#### ЦИТИРУЕМЫЙ ТЕКСТ:
Касательно жанровой принадлежности, многие критики уже навесили на «Обитель» довольно пошлый ярлык — авантюрный роман; сделали они это, надо сказать, не просто так, а, видимо, из желания намекнуть автору на чересчур выпяченную любовную линию — Галина-Артём. Говорить об «Обители», как об авантюрном романе можно только с известной долей иронии, в противном случае у тех же критиков язык не повернётся назвать какой-нибудь яхинский «Эшелон на Самарканд» приключенческим романом, хотя все основания для этого есть.

Также, вопреки, набившего уже оскомину, постфрейдистскому дискурсу, над которым очень изящно посмеялся ещё в 2007 году Виктор Пелевин в «Священной книге оборотня», всё же хочется указать на любопытную деталь. Во-первых, Артём — отцеубийца, а во-вторых — ещё один аргумент в пользу Эдипового мифа, который фоново, так или иначе, присутствует в романе — Галина за время страданий и лишений Артёма становится для него почти как мать: при побеге она даёт ему тёплые вещи, регулярно приносит еду, готовит, балует апельсинами. Подобное восприятие складывается в силу того, что: с одной стороны, Галина стоит на социальной лестнице несоизмеримо выше Артёма (как и мать по отношению к ребёнку), но, с другой, в их личной симпатии, как мужчина и женщина они — на одном уровне. Возможно, в Галине реализуется известный архетип есенинской женщины, которая всегда старше и опытней своего возлюбленного и, которая проявляет к нему заботу сродни материнской, всегда спасая его от бед. Тем более, Есенин через поэта Афанасьева проникает на страницы романа, например, во фрагменте, где Афанасьев с Артёмом плетут банные веники, блатной поэт цитирует есенинский «Сорокоуст», при чём в очень ироничном контексте: метафора «Окровавленный веник зари» буквализируется и превращается в настоящий банный веник, обмотанный колючей проволокой, для толстокожих чекистских задниц.

#### ЗАДАНИЕ:
Напишите продолжение текста о романе «Обитель», начиная сразу после его последнего предложения.

#### ИСХОДНЫЕ МАТЕРИАЛЫ:

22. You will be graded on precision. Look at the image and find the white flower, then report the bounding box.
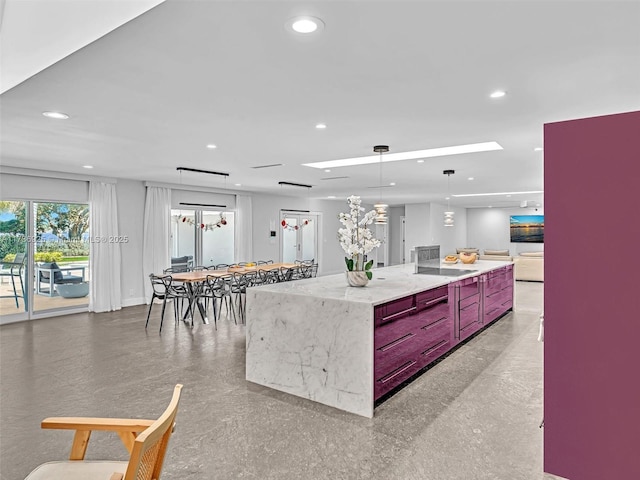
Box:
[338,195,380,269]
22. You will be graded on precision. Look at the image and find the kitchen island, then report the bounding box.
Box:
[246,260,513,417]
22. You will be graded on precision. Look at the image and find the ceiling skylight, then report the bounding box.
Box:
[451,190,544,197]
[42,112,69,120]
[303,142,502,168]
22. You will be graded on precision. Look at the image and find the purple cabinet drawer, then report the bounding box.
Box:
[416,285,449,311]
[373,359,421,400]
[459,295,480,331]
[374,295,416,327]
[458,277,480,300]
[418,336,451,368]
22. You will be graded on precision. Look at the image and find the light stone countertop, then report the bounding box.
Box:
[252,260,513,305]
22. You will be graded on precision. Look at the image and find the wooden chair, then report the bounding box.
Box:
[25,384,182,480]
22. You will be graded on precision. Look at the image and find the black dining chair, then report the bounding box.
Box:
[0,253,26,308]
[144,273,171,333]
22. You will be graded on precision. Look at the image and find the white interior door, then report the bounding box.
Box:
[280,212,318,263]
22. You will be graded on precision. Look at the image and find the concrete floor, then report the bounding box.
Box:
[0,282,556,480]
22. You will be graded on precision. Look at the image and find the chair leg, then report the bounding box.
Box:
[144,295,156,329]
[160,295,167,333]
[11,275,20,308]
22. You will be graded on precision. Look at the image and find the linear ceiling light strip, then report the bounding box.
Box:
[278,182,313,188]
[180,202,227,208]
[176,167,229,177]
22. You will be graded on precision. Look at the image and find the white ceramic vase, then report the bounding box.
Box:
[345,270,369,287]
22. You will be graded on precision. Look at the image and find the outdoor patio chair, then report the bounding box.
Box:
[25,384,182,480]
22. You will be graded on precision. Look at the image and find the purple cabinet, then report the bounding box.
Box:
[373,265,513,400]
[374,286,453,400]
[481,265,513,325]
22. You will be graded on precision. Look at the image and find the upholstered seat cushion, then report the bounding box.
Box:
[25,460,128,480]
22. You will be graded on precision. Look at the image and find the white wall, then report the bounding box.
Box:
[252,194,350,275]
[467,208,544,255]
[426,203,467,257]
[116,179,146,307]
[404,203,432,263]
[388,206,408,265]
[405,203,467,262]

* * *

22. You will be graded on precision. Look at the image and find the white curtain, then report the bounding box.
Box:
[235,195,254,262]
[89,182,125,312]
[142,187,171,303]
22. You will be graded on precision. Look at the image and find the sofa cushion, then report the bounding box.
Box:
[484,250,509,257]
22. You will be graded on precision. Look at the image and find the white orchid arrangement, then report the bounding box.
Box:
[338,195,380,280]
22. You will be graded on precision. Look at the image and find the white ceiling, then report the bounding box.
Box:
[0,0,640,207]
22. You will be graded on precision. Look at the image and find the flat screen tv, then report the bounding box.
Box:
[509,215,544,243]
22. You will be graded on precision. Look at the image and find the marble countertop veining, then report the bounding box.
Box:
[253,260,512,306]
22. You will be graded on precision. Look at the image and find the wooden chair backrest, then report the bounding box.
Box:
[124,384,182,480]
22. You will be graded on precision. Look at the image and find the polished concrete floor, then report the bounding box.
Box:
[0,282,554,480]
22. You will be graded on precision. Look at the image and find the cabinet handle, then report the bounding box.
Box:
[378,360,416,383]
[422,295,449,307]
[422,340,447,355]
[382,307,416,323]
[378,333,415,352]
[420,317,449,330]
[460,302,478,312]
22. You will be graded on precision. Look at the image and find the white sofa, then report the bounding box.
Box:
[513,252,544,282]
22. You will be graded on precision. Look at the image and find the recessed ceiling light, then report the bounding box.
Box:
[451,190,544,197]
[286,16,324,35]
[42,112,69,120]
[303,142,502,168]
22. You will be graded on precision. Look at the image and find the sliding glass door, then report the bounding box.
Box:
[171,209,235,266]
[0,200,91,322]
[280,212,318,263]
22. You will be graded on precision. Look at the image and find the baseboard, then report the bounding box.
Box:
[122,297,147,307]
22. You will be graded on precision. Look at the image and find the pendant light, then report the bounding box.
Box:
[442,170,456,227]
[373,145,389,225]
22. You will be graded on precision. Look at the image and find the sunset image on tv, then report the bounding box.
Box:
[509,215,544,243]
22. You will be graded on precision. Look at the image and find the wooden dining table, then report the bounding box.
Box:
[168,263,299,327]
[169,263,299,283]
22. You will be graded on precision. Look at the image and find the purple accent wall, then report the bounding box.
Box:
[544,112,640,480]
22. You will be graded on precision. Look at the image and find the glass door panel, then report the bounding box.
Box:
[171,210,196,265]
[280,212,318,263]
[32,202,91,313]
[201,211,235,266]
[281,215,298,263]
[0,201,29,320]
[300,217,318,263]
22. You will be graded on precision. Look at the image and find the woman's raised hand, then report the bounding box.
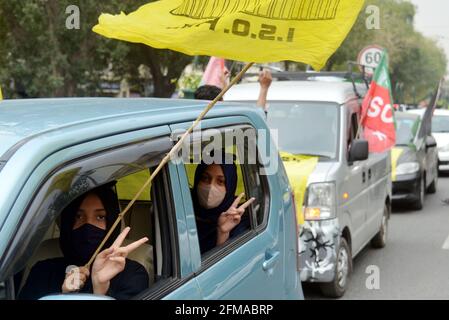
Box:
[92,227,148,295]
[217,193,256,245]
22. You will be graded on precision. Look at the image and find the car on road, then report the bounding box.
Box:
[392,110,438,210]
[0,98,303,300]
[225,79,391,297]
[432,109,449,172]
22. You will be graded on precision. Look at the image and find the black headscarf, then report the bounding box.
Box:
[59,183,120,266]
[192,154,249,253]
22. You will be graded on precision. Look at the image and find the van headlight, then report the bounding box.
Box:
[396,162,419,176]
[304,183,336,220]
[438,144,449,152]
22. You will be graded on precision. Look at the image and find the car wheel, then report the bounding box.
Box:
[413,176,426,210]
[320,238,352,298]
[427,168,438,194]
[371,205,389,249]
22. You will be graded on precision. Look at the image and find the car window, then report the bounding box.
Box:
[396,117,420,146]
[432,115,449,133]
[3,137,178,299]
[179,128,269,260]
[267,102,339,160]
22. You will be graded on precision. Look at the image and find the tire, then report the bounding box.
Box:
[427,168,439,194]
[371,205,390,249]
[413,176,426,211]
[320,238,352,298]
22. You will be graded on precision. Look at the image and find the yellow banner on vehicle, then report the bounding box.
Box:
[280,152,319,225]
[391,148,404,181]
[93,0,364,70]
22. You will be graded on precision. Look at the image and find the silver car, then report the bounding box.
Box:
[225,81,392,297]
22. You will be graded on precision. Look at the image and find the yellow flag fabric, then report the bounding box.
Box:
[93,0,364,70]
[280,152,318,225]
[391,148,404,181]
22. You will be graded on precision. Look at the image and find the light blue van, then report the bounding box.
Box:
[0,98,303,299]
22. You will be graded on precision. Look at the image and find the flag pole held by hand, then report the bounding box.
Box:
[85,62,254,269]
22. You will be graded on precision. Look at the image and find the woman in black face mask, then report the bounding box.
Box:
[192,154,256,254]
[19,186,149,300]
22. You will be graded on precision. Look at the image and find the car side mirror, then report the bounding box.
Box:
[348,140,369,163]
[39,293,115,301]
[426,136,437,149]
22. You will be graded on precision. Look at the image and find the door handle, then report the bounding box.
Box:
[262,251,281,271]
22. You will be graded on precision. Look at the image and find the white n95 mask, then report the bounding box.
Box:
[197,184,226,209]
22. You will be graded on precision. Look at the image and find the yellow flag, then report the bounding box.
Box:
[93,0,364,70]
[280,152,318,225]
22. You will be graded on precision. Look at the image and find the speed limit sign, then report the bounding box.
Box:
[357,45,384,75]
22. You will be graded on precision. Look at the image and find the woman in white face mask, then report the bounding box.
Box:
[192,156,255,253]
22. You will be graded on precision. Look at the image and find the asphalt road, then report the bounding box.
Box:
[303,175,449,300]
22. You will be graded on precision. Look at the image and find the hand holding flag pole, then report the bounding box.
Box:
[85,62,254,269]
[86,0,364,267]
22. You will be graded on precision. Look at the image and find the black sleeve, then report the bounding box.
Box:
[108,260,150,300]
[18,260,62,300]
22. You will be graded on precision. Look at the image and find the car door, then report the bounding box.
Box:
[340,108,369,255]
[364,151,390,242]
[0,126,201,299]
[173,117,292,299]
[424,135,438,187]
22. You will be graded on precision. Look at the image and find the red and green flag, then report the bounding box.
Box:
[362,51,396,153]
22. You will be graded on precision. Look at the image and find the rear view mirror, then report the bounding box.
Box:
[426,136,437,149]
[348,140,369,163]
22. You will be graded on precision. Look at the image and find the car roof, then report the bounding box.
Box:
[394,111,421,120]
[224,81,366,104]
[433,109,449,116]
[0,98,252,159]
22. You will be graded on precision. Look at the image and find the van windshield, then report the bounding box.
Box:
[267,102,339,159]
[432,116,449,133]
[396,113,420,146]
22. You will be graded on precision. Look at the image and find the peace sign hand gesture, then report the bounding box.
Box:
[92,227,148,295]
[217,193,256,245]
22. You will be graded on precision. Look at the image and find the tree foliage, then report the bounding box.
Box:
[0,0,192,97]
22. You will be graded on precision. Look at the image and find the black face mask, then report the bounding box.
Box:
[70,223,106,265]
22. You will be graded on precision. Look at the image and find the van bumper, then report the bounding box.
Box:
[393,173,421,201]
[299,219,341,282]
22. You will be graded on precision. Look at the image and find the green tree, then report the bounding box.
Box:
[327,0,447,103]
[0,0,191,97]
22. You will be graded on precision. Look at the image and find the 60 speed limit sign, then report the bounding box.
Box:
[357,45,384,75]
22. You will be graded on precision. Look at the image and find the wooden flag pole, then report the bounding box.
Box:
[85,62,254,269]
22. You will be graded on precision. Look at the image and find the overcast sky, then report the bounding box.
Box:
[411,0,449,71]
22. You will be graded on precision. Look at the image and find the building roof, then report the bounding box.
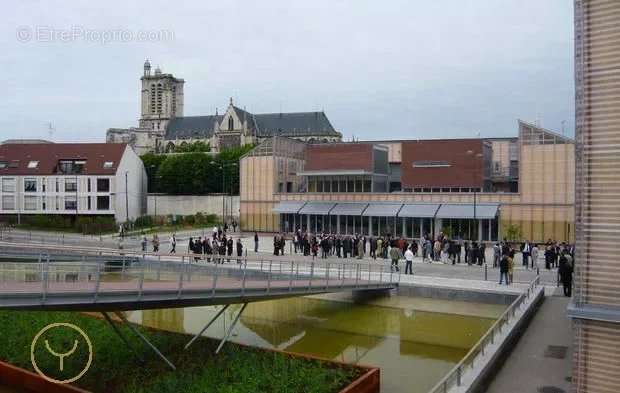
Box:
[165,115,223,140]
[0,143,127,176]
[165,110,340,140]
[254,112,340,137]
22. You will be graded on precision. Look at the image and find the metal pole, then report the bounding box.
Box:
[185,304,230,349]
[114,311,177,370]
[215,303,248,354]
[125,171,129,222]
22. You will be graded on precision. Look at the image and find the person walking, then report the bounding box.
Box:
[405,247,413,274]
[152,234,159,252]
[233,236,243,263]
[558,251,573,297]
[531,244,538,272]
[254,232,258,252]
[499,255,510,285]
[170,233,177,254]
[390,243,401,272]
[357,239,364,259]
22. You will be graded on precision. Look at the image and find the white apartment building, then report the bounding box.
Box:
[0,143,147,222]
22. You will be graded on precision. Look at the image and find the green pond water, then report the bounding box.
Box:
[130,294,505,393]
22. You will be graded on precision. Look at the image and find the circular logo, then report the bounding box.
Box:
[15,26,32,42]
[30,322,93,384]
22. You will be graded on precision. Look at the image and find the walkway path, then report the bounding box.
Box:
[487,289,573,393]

---

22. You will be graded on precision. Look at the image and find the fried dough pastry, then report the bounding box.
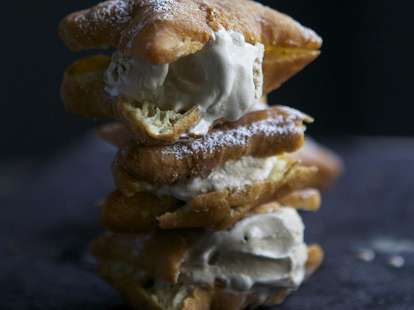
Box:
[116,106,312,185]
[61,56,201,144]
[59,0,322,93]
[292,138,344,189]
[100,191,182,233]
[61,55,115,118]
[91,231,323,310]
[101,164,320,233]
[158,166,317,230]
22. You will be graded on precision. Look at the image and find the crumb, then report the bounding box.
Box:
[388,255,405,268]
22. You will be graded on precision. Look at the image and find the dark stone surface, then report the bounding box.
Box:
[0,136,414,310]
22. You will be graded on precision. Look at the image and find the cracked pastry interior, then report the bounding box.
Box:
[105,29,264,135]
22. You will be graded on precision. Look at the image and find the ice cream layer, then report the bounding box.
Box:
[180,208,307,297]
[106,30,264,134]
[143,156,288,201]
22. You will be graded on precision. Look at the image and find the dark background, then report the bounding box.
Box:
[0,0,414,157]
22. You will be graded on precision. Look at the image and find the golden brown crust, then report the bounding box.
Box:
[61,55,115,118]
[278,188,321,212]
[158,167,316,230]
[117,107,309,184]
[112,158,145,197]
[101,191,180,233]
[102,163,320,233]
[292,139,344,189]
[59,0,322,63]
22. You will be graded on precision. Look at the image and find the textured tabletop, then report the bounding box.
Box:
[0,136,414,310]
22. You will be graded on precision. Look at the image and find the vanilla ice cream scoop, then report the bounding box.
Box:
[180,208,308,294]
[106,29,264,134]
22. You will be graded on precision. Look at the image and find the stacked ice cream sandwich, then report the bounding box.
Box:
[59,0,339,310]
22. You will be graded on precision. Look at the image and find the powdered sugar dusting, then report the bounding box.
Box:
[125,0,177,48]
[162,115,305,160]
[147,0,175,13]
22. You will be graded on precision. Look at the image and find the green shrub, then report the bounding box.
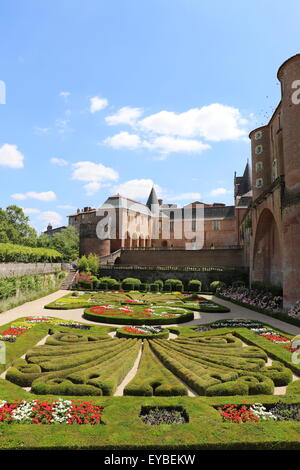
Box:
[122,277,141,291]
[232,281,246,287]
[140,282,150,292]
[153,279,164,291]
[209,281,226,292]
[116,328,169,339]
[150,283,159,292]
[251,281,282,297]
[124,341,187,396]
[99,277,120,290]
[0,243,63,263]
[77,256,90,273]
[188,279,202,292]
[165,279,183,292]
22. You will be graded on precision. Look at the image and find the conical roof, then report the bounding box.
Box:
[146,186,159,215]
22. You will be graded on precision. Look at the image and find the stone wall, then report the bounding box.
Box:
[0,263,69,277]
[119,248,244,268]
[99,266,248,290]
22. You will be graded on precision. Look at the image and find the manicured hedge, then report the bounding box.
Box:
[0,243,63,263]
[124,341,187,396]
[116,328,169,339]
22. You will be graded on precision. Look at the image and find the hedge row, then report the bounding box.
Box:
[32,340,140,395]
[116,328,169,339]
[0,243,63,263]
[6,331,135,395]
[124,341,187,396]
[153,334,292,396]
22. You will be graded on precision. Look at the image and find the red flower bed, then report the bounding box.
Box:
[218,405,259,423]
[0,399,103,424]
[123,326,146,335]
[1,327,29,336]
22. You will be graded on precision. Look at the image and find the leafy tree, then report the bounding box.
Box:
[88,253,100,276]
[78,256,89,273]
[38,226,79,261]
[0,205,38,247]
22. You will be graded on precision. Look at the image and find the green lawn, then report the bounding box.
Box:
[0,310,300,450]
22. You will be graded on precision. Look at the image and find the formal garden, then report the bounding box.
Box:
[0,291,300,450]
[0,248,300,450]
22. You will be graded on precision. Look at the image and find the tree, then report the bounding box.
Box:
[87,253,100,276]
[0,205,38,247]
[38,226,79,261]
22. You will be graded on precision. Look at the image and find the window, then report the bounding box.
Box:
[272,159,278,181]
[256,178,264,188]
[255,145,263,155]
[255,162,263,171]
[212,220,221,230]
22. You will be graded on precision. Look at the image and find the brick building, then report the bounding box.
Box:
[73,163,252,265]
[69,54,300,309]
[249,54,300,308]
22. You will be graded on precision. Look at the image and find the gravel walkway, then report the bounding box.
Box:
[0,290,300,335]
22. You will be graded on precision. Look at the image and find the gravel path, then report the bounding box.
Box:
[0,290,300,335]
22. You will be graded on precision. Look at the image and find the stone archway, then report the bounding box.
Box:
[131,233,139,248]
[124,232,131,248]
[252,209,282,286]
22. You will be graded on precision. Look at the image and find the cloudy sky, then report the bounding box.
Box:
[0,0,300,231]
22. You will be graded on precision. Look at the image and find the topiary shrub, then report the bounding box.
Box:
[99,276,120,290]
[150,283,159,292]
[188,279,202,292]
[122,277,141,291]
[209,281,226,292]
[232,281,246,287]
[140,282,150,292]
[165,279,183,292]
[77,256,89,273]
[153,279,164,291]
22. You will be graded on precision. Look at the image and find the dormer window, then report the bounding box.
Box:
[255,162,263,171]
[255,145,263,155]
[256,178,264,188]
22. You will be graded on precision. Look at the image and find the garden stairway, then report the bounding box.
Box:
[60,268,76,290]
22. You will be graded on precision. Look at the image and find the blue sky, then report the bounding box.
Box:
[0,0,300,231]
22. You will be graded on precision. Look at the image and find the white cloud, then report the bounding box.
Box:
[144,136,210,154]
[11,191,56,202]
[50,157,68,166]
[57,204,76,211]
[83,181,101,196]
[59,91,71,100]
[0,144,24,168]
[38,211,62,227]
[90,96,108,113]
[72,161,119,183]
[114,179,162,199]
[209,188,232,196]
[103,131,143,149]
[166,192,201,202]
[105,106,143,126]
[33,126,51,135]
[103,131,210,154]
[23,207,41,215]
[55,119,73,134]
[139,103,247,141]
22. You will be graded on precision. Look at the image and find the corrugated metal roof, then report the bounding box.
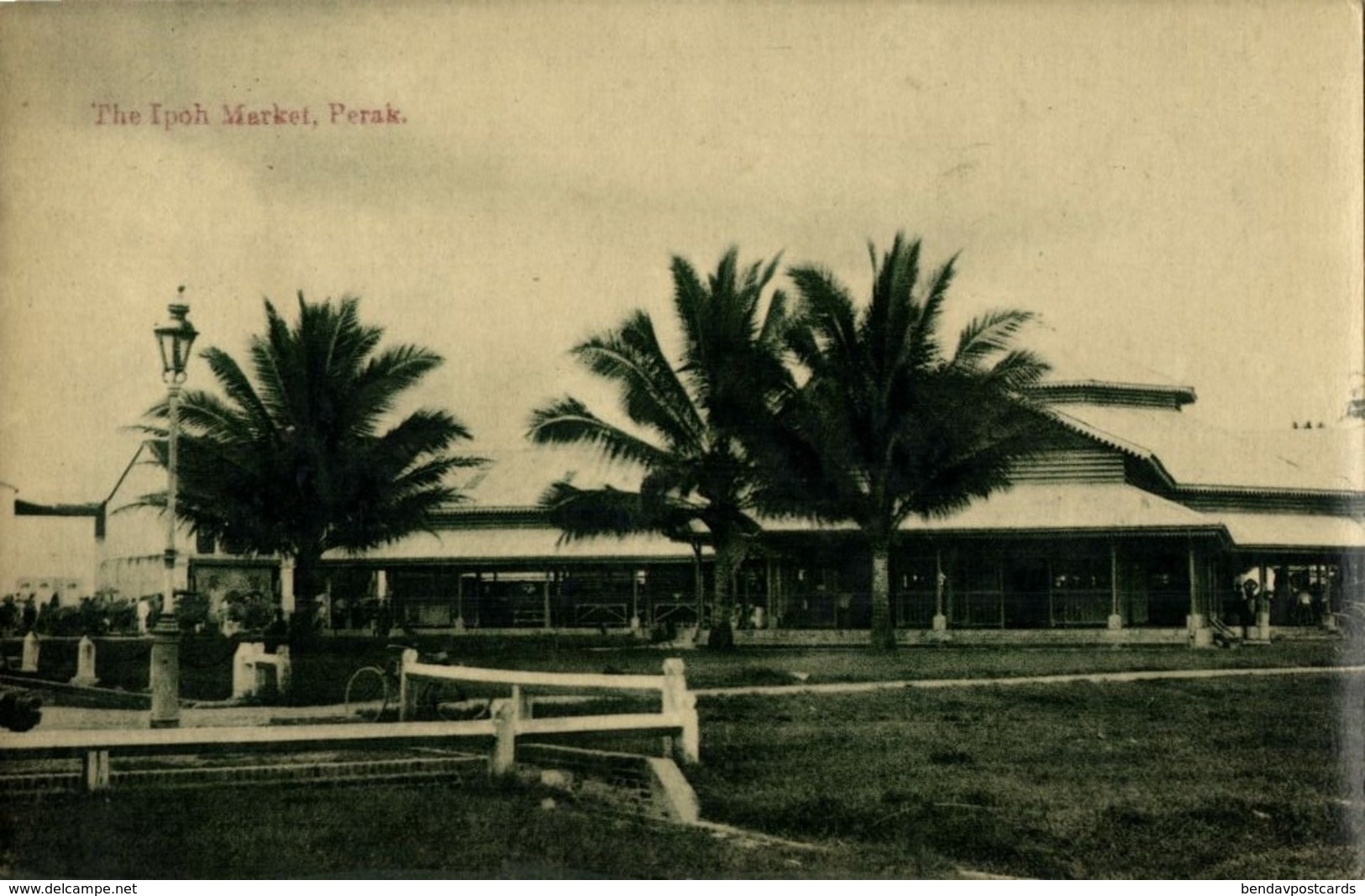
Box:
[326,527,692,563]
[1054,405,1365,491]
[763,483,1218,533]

#### РЕЗУЛЬТАТ:
Артём глубоко связан с народом и отражает собой все его архетипические черты, возможно этим можно на определённом уровне объяснить, что главный герой не уникальный, а — один из, (что вписывается в общую тенденцию современной литературы) впрочем, такое объяснение шито белыми нитками… Примечательно ещё и то, что Захар, возможно, невольно переворачивает канон Достоевского с главным героем-идеологом; у Захара идеологом становится второстепенный — Мезерницкий, в то время как первостепенный — Артём — прагматик и рационалист. Автор, будто спорит с Достоевским, показывая, что есть и такие убийцы ли осуждённые, которые намеренно не хотят принимать крестной муки, в отличие от Раскольникова и Мити Карамазова, видя в этом квинтэссенцию моральной пошлости.

Захар не выстраивает и нового Евангелия, как этот делал Горький, в «Обители» автор достиг таких высот, находясь на которых, и идеалист, и чекист, и блатной, и красный, и белый, словом, все уменьшаются до своих естественных размеров — реалистичных и человеческих. Реалистическая проповедь Захара в «Обители» скептически относится к любому пафосу и превращает его в антипафос.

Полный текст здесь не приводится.